» Task details:
Print the entries underneath word for word, omitting whatever pictures they contain.

» Materials provided:

┏━━

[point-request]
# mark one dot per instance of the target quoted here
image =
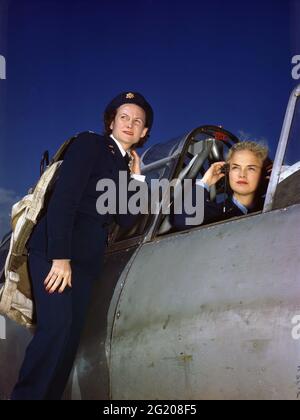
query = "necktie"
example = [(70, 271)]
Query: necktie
[(127, 159)]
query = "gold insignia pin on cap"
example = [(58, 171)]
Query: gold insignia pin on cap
[(130, 95)]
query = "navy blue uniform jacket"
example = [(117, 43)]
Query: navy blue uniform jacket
[(71, 228), (213, 212)]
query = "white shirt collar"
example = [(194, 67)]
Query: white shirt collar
[(119, 145)]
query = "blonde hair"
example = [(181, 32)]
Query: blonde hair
[(260, 150)]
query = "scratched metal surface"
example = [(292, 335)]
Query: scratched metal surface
[(207, 314)]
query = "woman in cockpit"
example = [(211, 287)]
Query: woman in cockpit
[(246, 172)]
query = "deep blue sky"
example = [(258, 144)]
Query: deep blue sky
[(198, 62)]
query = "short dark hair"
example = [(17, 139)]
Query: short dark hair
[(109, 118)]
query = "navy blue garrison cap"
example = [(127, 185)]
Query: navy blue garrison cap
[(132, 98)]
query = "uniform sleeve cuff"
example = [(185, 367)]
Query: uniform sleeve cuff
[(137, 177), (202, 184)]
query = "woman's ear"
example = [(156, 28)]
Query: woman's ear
[(144, 132)]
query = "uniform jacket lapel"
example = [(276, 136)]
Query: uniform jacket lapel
[(116, 154)]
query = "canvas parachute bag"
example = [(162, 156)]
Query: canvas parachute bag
[(16, 300)]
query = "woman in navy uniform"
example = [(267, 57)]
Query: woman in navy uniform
[(67, 246), (246, 169)]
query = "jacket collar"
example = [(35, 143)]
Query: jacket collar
[(115, 153)]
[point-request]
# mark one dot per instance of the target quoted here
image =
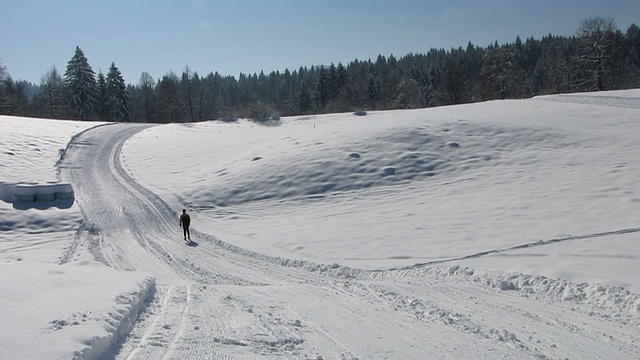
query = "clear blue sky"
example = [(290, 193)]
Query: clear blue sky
[(248, 36)]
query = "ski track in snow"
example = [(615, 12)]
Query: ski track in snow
[(218, 301)]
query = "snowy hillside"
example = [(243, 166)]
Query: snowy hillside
[(503, 229)]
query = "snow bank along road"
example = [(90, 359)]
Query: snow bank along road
[(216, 301)]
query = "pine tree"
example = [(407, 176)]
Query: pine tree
[(304, 99), (102, 110), (80, 87), (117, 98), (52, 88)]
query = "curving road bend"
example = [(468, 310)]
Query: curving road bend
[(218, 301)]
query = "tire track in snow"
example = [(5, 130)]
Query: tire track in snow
[(253, 310), (514, 248)]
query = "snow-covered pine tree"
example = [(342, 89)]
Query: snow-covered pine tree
[(102, 110), (117, 98), (52, 88), (80, 87)]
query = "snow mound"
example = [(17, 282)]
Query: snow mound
[(389, 157)]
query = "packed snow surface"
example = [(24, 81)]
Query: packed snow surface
[(504, 229)]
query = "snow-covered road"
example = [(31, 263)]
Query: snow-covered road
[(215, 300)]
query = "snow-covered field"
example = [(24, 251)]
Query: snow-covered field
[(505, 229)]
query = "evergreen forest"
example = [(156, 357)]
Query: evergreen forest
[(598, 57)]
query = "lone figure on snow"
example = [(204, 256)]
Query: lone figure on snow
[(185, 220)]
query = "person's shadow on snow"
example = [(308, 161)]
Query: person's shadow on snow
[(192, 243)]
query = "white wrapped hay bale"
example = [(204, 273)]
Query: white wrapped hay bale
[(25, 193), (46, 192)]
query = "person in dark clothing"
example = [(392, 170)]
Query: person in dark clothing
[(185, 221)]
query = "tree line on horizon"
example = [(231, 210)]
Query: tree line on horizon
[(599, 57)]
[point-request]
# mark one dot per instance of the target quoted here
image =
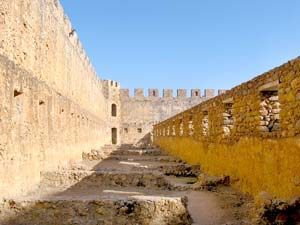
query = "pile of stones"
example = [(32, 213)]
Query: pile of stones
[(269, 110)]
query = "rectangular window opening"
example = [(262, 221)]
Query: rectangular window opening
[(228, 119), (269, 111), (205, 124)]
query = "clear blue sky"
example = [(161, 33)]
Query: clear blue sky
[(186, 43)]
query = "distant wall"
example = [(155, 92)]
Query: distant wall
[(52, 102), (140, 112), (250, 133)]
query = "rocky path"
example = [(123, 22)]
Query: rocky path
[(128, 187)]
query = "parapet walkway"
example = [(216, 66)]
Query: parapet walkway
[(138, 187)]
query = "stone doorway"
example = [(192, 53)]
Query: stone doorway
[(114, 136)]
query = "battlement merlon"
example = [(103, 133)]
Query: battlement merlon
[(168, 93), (111, 84), (209, 93), (181, 93), (154, 93), (196, 93)]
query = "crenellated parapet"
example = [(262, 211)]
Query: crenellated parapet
[(154, 93)]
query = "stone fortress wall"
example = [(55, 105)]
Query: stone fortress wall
[(139, 112), (250, 133), (52, 105)]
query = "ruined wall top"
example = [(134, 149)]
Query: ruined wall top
[(39, 37), (154, 93)]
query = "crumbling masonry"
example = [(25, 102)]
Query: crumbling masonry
[(54, 109)]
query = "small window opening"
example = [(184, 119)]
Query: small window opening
[(114, 110), (17, 93), (191, 126), (269, 111), (205, 124), (228, 120)]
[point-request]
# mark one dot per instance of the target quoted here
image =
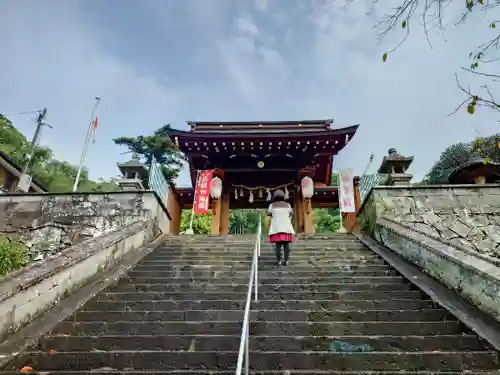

┗━━

» Answer to the problem:
[point-request]
# mark one dot per instance of the target quoted here
image =
query = "necktie"
example = [(70, 271)]
Query: necktie
[(127, 159)]
query = "gold insignia pin on cap"
example = [(58, 171)]
Query: gold insignia pin on cap
[(130, 95)]
query = "navy blue uniform jacket"
example = [(117, 43)]
Query: navy blue uniform jacket
[(71, 228), (213, 212)]
query = "white shirt collar"
example = [(194, 67)]
Query: white shirt collar
[(119, 145)]
query = "blonde hair"
example = [(181, 32)]
Query: blonde hair
[(260, 150)]
query = "scratched metal surface"
example = [(292, 335)]
Query: scratched metal surface
[(207, 314)]
query = "woman in cockpit"
example = [(211, 287)]
Query: woman in cockpit
[(246, 172)]
query = "deep blue sky"
example = [(258, 144)]
Query: deep blue sky
[(198, 62)]
query = "short dark hair"
example = [(17, 139)]
Query: short dark hair
[(109, 118)]
query = "navy blue garrison cap"
example = [(127, 185)]
Query: navy blue garrison cap
[(132, 98)]
query = "uniform sleeve cuff"
example = [(185, 367)]
Query: uniform sleeve cuff
[(137, 177), (202, 184)]
query = "woman's ear"
example = [(156, 28)]
Query: woman's ear
[(144, 132)]
query = "uniform jacket lapel"
example = [(276, 136)]
Query: uniform jacket lapel
[(116, 154)]
query = "canvas parachute bag"
example = [(162, 156)]
Query: canvas parachute bag
[(16, 300)]
query = "woman in navy uniform"
example = [(267, 57)]
Query: woman in navy uniform
[(67, 246), (246, 169)]
query = "jacket collar"
example = [(35, 143)]
Query: jacket collar
[(115, 153)]
[point-request]
# mark one dot per instance of the target quoted here
image =
query = "clear blue sky"
example = [(290, 193)]
Query: clear blue sky
[(248, 36)]
query = "ski track in snow"
example = [(615, 12)]
Query: ski track in snow
[(218, 301)]
query = "snowy hillside"
example = [(243, 166)]
Query: snowy hillside
[(503, 229)]
query = "snow bank along road"
example = [(90, 359)]
Query: snow bank along road
[(216, 301)]
query = "pine tree"
example = [(407, 176)]
Query: pine tree
[(304, 99), (102, 110), (80, 87), (117, 98), (52, 88)]
query = "curving road bend"
example = [(468, 310)]
Query: curving road bend
[(218, 301)]
query = "tire track in snow"
example = [(5, 130)]
Query: tire track in snow
[(253, 310), (514, 248)]
query = "snow-covered pine tree"
example = [(342, 89)]
Query: snow-covered pine tree
[(102, 110), (117, 98), (52, 88), (80, 87)]
query = "snow mound"
example = [(17, 282)]
Query: snow mound
[(389, 157)]
query = "packed snow surface"
example = [(24, 81)]
Query: packed snow surface
[(504, 229)]
query = "snow-covered road"
example = [(31, 263)]
Query: snow-covered road
[(215, 300)]
query = "snow-covered field"
example = [(24, 251)]
Query: snow-covered field
[(505, 229)]
query = "evergreen forest"
example = [(156, 357)]
Query: evergreen forest
[(598, 57)]
query = "lone figure on snow"
example = [(204, 256)]
Query: lone figure on snow
[(185, 220)]
query = "person's shadow on snow"
example = [(308, 161)]
Query: person's shadow on snow
[(192, 243)]
query = "white wrapped hay bale"
example = [(204, 273)]
Query: white wrapped hay bale
[(25, 193), (46, 192)]
query = "person in dark clothing"
example = [(392, 170)]
Query: person in dark clothing
[(185, 221)]
query = "tree line on horizon"
example = [(231, 210)]
Query: tree line on horizon
[(599, 57)]
[point-request]
# mark one dot per instance of the target quoted here
image =
query = "pile of stones"
example = [(32, 213)]
Query: pile of stones
[(269, 110)]
query = "rectangular window opening"
example = [(262, 221)]
Query: rectangular window opening
[(228, 119), (269, 111), (205, 124)]
query = "clear blue sky"
example = [(161, 33)]
Query: clear blue sky
[(186, 43)]
query = "distant wall"
example = [(155, 92)]
Query: distant wall
[(52, 102), (140, 112), (250, 133)]
query = "rocky path"
example = [(123, 22)]
Query: rocky path
[(128, 187)]
query = "parapet walkway"
example = [(216, 66)]
Query: parapet walkway
[(138, 187)]
query = "stone doorway"
example = [(192, 53)]
Query: stone doorway
[(114, 136)]
query = "battlement merlon"
example = [(103, 133)]
Query: battlement merlon
[(168, 93), (111, 84), (209, 93), (181, 93), (154, 93), (196, 93)]
query = "crenellated parapet"
example = [(262, 211)]
Query: crenellated parapet
[(154, 93)]
query = "stone fortress wall"
example = [(55, 105)]
Query: stone fortress wall
[(139, 112), (250, 133), (52, 105)]
query = "ruined wall top"
example = [(134, 149)]
Query: ruined wall top
[(39, 37), (154, 93)]
query = "crumbling masonry"
example = [(25, 102)]
Query: crumbling masonry
[(54, 109)]
query = "small window opening"
example = [(184, 119)]
Query: small window opening
[(114, 110), (17, 93), (191, 126), (269, 111), (205, 124), (228, 120)]
[point-request]
# mark one dot per instance of the target quoted here
image =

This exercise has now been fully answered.